SET OF TASKS:
• 1. Copy out the Dockerfile support thread word for word, everything from "Were you able" down to "diagnose / fix).".
• 2. Extend the Dockerfile support thread past its final sentence with a continuation of your own.

══ SOURCE DOCUMENT

Were you able to take a look at our DOCKERFILE?
We already have people demanding us regarding the Camera, which is still not working (despite our attempts to diagnose / fix).

Thanks!

Our internal notes on this conversation say that we never received the dockerfile and that we are waiting for you to send it over. I’ll reach out to you via our PM address, and then attach it privately to this thread.

Have reached out to the email address listed in your profile.

Just replied to that e-mail. Thanks!

I have received that dockerfile. We’ll let you know here of anything we find.

Thanks for sending over your Dockerfile. Generally it looks good so I don’t see anything immediate that I would expect to cause issues. My current theory is that it is indeed something to do with a base image update causing issues. Since you’re starting with

FROM resin/%%RESIN_MACHINE_NAME%%-alpine-node:8-slim

this means that you’re always grabbing the latest available Alpine Node image every time you build.

Do you mind trying changing that out for a specific tagged build from before you were seeing this issue? E.g.

FROM resin/%%RESIN_MACHINE_NAME%%-alpine-node:8.9.3-slim-20180111

That should grab a build from January. (You could also try 8.9.0-slim-20171123 from last November if that’s more in the timeframe that you know was working.)

It’s generally best practice to use a tagged build regardless to head off these sorts of changes – that way you always know that your base that you are starting from has not changed in any way when you are doing a new build.

════
══ RECORD SET

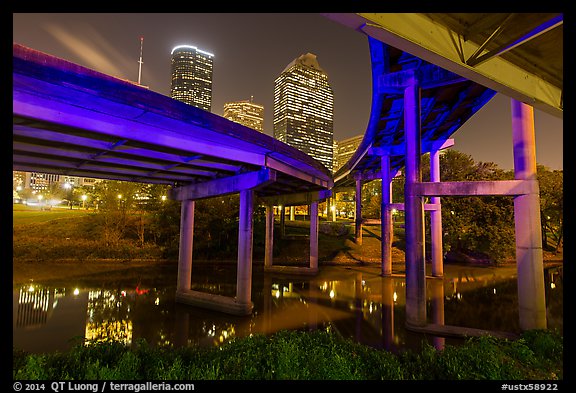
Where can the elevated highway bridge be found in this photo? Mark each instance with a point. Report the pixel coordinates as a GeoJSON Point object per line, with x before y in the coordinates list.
{"type": "Point", "coordinates": [430, 73]}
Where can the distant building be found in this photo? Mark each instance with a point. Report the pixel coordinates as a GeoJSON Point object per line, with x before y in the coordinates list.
{"type": "Point", "coordinates": [39, 182]}
{"type": "Point", "coordinates": [246, 113]}
{"type": "Point", "coordinates": [304, 109]}
{"type": "Point", "coordinates": [192, 70]}
{"type": "Point", "coordinates": [345, 149]}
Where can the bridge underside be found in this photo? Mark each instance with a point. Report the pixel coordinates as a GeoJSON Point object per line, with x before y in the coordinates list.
{"type": "Point", "coordinates": [431, 73]}
{"type": "Point", "coordinates": [70, 120]}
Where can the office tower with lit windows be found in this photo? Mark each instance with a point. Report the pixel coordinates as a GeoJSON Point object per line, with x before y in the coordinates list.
{"type": "Point", "coordinates": [192, 70]}
{"type": "Point", "coordinates": [246, 113]}
{"type": "Point", "coordinates": [345, 149]}
{"type": "Point", "coordinates": [304, 109]}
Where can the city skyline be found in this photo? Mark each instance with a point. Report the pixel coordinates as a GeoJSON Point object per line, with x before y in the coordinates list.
{"type": "Point", "coordinates": [191, 72]}
{"type": "Point", "coordinates": [245, 112]}
{"type": "Point", "coordinates": [304, 109]}
{"type": "Point", "coordinates": [248, 59]}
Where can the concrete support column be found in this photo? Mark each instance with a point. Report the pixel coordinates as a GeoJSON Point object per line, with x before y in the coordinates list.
{"type": "Point", "coordinates": [358, 216]}
{"type": "Point", "coordinates": [185, 248]}
{"type": "Point", "coordinates": [436, 219]}
{"type": "Point", "coordinates": [245, 235]}
{"type": "Point", "coordinates": [314, 235]}
{"type": "Point", "coordinates": [386, 216]}
{"type": "Point", "coordinates": [269, 244]}
{"type": "Point", "coordinates": [437, 308]}
{"type": "Point", "coordinates": [414, 210]}
{"type": "Point", "coordinates": [529, 258]}
{"type": "Point", "coordinates": [388, 312]}
{"type": "Point", "coordinates": [333, 206]}
{"type": "Point", "coordinates": [282, 222]}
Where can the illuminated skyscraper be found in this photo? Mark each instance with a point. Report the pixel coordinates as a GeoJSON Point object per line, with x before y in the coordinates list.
{"type": "Point", "coordinates": [304, 109]}
{"type": "Point", "coordinates": [246, 113]}
{"type": "Point", "coordinates": [345, 149]}
{"type": "Point", "coordinates": [192, 76]}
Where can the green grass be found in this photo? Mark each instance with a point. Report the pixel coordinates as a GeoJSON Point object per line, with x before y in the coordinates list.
{"type": "Point", "coordinates": [297, 355]}
{"type": "Point", "coordinates": [27, 215]}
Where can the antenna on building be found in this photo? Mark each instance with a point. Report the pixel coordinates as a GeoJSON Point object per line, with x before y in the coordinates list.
{"type": "Point", "coordinates": [140, 62]}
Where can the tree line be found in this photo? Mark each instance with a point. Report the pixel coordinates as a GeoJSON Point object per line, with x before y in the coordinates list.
{"type": "Point", "coordinates": [478, 224]}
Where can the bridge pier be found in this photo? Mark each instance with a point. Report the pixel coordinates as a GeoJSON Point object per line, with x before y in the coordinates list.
{"type": "Point", "coordinates": [358, 215]}
{"type": "Point", "coordinates": [529, 256]}
{"type": "Point", "coordinates": [185, 249]}
{"type": "Point", "coordinates": [414, 209]}
{"type": "Point", "coordinates": [436, 218]}
{"type": "Point", "coordinates": [387, 229]}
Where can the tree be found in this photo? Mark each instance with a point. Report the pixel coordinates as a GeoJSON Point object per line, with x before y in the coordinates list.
{"type": "Point", "coordinates": [478, 224]}
{"type": "Point", "coordinates": [551, 207]}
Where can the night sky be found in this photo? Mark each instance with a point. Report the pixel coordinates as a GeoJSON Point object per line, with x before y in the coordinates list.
{"type": "Point", "coordinates": [250, 51]}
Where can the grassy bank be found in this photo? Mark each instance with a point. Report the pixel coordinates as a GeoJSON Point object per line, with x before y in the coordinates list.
{"type": "Point", "coordinates": [293, 355]}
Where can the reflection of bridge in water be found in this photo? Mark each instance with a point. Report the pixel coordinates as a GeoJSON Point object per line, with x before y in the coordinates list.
{"type": "Point", "coordinates": [356, 302]}
{"type": "Point", "coordinates": [72, 120]}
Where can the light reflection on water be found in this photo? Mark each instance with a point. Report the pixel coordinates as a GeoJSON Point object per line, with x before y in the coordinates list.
{"type": "Point", "coordinates": [356, 302]}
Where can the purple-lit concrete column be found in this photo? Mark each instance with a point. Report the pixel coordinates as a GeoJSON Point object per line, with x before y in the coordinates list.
{"type": "Point", "coordinates": [314, 235]}
{"type": "Point", "coordinates": [282, 222]}
{"type": "Point", "coordinates": [529, 258]}
{"type": "Point", "coordinates": [388, 312]}
{"type": "Point", "coordinates": [386, 216]}
{"type": "Point", "coordinates": [437, 309]}
{"type": "Point", "coordinates": [358, 215]}
{"type": "Point", "coordinates": [414, 210]}
{"type": "Point", "coordinates": [185, 249]}
{"type": "Point", "coordinates": [245, 235]}
{"type": "Point", "coordinates": [436, 219]}
{"type": "Point", "coordinates": [333, 206]}
{"type": "Point", "coordinates": [269, 244]}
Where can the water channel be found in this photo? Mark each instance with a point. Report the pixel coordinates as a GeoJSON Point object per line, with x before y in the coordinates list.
{"type": "Point", "coordinates": [354, 301]}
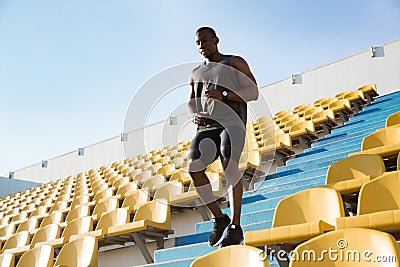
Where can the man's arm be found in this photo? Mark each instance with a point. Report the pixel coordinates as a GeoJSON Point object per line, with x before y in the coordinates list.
{"type": "Point", "coordinates": [248, 86]}
{"type": "Point", "coordinates": [192, 109]}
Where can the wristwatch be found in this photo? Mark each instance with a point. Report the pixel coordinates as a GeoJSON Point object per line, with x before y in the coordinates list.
{"type": "Point", "coordinates": [224, 95]}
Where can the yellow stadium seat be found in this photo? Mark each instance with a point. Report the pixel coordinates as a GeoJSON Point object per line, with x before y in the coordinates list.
{"type": "Point", "coordinates": [349, 174]}
{"type": "Point", "coordinates": [299, 217]}
{"type": "Point", "coordinates": [62, 206]}
{"type": "Point", "coordinates": [168, 190]}
{"type": "Point", "coordinates": [250, 162]}
{"type": "Point", "coordinates": [154, 168]}
{"type": "Point", "coordinates": [356, 99]}
{"type": "Point", "coordinates": [370, 91]}
{"type": "Point", "coordinates": [153, 182]}
{"type": "Point", "coordinates": [167, 170]}
{"type": "Point", "coordinates": [152, 217]}
{"type": "Point", "coordinates": [215, 167]}
{"type": "Point", "coordinates": [104, 206]}
{"type": "Point", "coordinates": [181, 175]}
{"type": "Point", "coordinates": [303, 133]}
{"type": "Point", "coordinates": [286, 119]}
{"type": "Point", "coordinates": [40, 212]}
{"type": "Point", "coordinates": [324, 120]}
{"type": "Point", "coordinates": [76, 227]}
{"type": "Point", "coordinates": [17, 240]}
{"type": "Point", "coordinates": [290, 123]}
{"type": "Point", "coordinates": [120, 182]}
{"type": "Point", "coordinates": [325, 102]}
{"type": "Point", "coordinates": [233, 256]}
{"type": "Point", "coordinates": [6, 231]}
{"type": "Point", "coordinates": [299, 110]}
{"type": "Point", "coordinates": [351, 247]}
{"type": "Point", "coordinates": [135, 199]}
{"type": "Point", "coordinates": [393, 119]}
{"type": "Point", "coordinates": [80, 200]}
{"type": "Point", "coordinates": [385, 143]}
{"type": "Point", "coordinates": [56, 217]}
{"type": "Point", "coordinates": [318, 102]}
{"type": "Point", "coordinates": [127, 188]}
{"type": "Point", "coordinates": [142, 176]}
{"type": "Point", "coordinates": [179, 162]}
{"type": "Point", "coordinates": [48, 233]}
{"type": "Point", "coordinates": [398, 162]}
{"type": "Point", "coordinates": [41, 256]}
{"type": "Point", "coordinates": [277, 147]}
{"type": "Point", "coordinates": [115, 217]}
{"type": "Point", "coordinates": [7, 260]}
{"type": "Point", "coordinates": [341, 108]}
{"type": "Point", "coordinates": [75, 213]}
{"type": "Point", "coordinates": [103, 194]}
{"type": "Point", "coordinates": [378, 205]}
{"type": "Point", "coordinates": [20, 217]}
{"type": "Point", "coordinates": [80, 252]}
{"type": "Point", "coordinates": [191, 197]}
{"type": "Point", "coordinates": [307, 114]}
{"type": "Point", "coordinates": [100, 186]}
{"type": "Point", "coordinates": [29, 225]}
{"type": "Point", "coordinates": [342, 94]}
{"type": "Point", "coordinates": [282, 114]}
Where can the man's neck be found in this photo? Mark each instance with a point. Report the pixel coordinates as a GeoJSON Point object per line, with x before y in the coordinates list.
{"type": "Point", "coordinates": [216, 57]}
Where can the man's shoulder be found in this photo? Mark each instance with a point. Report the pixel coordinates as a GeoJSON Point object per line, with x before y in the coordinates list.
{"type": "Point", "coordinates": [196, 68]}
{"type": "Point", "coordinates": [235, 60]}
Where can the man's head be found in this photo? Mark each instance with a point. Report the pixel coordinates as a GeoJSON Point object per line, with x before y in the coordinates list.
{"type": "Point", "coordinates": [206, 41]}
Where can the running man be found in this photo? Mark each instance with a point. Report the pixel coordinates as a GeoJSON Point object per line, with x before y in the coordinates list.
{"type": "Point", "coordinates": [220, 88]}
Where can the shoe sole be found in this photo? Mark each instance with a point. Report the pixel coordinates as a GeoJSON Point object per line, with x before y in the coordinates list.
{"type": "Point", "coordinates": [241, 243]}
{"type": "Point", "coordinates": [222, 237]}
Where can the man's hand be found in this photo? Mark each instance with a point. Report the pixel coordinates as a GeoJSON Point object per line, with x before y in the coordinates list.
{"type": "Point", "coordinates": [213, 94]}
{"type": "Point", "coordinates": [200, 118]}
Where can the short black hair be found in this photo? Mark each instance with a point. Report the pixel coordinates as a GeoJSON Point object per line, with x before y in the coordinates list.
{"type": "Point", "coordinates": [205, 28]}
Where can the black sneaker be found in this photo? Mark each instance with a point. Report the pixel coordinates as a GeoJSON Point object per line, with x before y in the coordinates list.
{"type": "Point", "coordinates": [219, 231]}
{"type": "Point", "coordinates": [234, 236]}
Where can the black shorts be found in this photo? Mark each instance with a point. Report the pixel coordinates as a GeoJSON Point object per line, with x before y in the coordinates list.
{"type": "Point", "coordinates": [224, 143]}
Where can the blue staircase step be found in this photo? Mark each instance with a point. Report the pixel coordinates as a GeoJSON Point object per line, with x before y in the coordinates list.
{"type": "Point", "coordinates": [312, 180]}
{"type": "Point", "coordinates": [188, 251]}
{"type": "Point", "coordinates": [246, 219]}
{"type": "Point", "coordinates": [292, 178]}
{"type": "Point", "coordinates": [203, 237]}
{"type": "Point", "coordinates": [321, 162]}
{"type": "Point", "coordinates": [321, 154]}
{"type": "Point", "coordinates": [264, 192]}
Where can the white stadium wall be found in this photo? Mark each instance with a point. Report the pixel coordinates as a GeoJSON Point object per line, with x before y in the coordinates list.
{"type": "Point", "coordinates": [326, 81]}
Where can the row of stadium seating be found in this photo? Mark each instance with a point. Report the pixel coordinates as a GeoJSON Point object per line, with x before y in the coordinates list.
{"type": "Point", "coordinates": [315, 211]}
{"type": "Point", "coordinates": [306, 170]}
{"type": "Point", "coordinates": [275, 136]}
{"type": "Point", "coordinates": [100, 192]}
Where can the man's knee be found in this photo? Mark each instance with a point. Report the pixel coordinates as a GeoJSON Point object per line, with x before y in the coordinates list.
{"type": "Point", "coordinates": [195, 165]}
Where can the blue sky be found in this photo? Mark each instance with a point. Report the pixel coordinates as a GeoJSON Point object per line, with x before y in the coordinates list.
{"type": "Point", "coordinates": [68, 69]}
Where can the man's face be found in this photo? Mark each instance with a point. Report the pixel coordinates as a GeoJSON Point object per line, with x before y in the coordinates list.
{"type": "Point", "coordinates": [206, 43]}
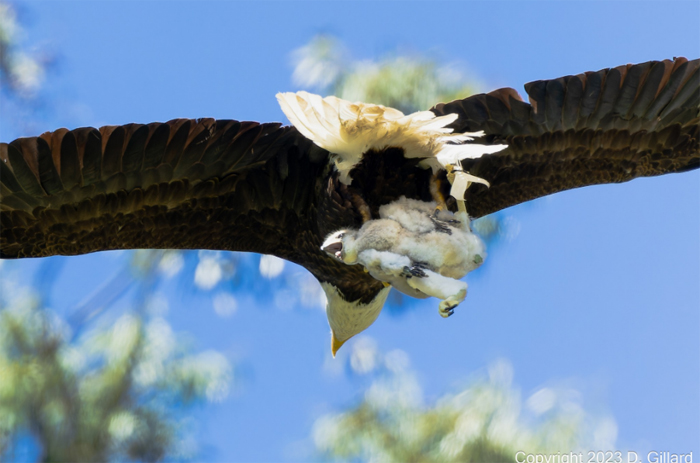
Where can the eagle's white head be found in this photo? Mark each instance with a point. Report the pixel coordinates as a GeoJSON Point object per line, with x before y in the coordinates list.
{"type": "Point", "coordinates": [348, 131]}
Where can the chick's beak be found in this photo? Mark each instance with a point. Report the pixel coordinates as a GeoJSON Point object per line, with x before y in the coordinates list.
{"type": "Point", "coordinates": [335, 344]}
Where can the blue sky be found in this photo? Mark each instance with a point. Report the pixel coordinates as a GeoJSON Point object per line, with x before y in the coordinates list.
{"type": "Point", "coordinates": [600, 289]}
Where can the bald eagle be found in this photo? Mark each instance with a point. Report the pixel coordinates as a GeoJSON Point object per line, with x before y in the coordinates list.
{"type": "Point", "coordinates": [364, 197]}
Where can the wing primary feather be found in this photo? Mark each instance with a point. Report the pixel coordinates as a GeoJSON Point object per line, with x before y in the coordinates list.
{"type": "Point", "coordinates": [69, 162]}
{"type": "Point", "coordinates": [113, 149]}
{"type": "Point", "coordinates": [19, 153]}
{"type": "Point", "coordinates": [48, 175]}
{"type": "Point", "coordinates": [155, 147]}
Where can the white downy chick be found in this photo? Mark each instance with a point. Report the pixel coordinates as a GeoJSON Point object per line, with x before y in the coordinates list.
{"type": "Point", "coordinates": [413, 250]}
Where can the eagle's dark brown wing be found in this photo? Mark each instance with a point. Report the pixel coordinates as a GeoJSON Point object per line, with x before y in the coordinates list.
{"type": "Point", "coordinates": [183, 184]}
{"type": "Point", "coordinates": [598, 127]}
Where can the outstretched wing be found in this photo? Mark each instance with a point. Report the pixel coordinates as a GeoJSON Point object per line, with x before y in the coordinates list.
{"type": "Point", "coordinates": [183, 184]}
{"type": "Point", "coordinates": [608, 126]}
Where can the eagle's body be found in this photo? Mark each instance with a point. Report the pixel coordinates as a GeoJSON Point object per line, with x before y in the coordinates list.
{"type": "Point", "coordinates": [245, 186]}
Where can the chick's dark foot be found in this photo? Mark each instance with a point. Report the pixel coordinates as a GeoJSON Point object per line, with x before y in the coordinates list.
{"type": "Point", "coordinates": [414, 271]}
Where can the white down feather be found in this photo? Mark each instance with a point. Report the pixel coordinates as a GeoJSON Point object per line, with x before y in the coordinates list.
{"type": "Point", "coordinates": [348, 130]}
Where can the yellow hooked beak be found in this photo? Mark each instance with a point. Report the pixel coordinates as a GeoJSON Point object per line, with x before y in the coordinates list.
{"type": "Point", "coordinates": [335, 344]}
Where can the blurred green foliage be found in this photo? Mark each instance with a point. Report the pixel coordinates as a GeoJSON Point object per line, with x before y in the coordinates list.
{"type": "Point", "coordinates": [407, 83]}
{"type": "Point", "coordinates": [484, 422]}
{"type": "Point", "coordinates": [118, 389]}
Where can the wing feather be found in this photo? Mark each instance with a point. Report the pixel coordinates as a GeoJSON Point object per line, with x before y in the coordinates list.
{"type": "Point", "coordinates": [162, 185]}
{"type": "Point", "coordinates": [599, 127]}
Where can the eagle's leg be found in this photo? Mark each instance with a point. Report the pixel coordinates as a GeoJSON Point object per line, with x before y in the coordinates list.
{"type": "Point", "coordinates": [451, 291]}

════

EXERCISE RESULTS:
• 1.
Were you able to take a look at our DOCKERFILE?
We already have people demanding us regarding the Camera, which is still not working (despite our attempts to diagnose / fix).

• 2.
Hi Ronald,

Just tried with “8.9.3-slim-20180111”, but that did not worked (the build failed during one file removal from /boot, which seems to be part of the problem, as this started right when the camera failed).

Then I’ve tried with 8.9.0-slim-20171123. This one failed right from the get go with:

[Error] Could not fetch base image: resin/raspberry-pi-alpine-node:8-slim:8.9.0-slim-20171123

From what I could determine, we’ve had a build on Dec 31th 2017 which was successful.
Therefore, can you double-check the build version that was current on that date (for both “raspberry” and “raspberrypi3” and provide us with the correct build string? I was not able to find this information on docker hub (builds from 2018 only)

One more thing: So I can rule-out caching issues, can you tell us if there is a way to force the build process not to cache?

Thank you,
Younes.

Hi there,
so regarding the specific image that you are looking for I will have to ask the team to provide any info they have.

Regarding the cache question, I can suggest two ways:

(1) you can add an ENV var at the point in the Dockerfile after which you want to bust the cache, and change the value to trigger a rebuild for all the layers afterwards. Eg.

# Change the value of this env var to rerun the following commands without cache
ENV CACHE 1

# apt-get install...
# COPY ..
# CMD ...
# RUN ...

(2) Forcing rebuild could be done by pushing to the resin-nocache branch, i.e.
git push resin master:resin-nocache

Best,
ilias

Ok Ilias. We’re waiting on the image name so we can restore that functionality.

Thanks!

@ymaia You could try 8.9.0-slim-20171207 which was before your 31 December build.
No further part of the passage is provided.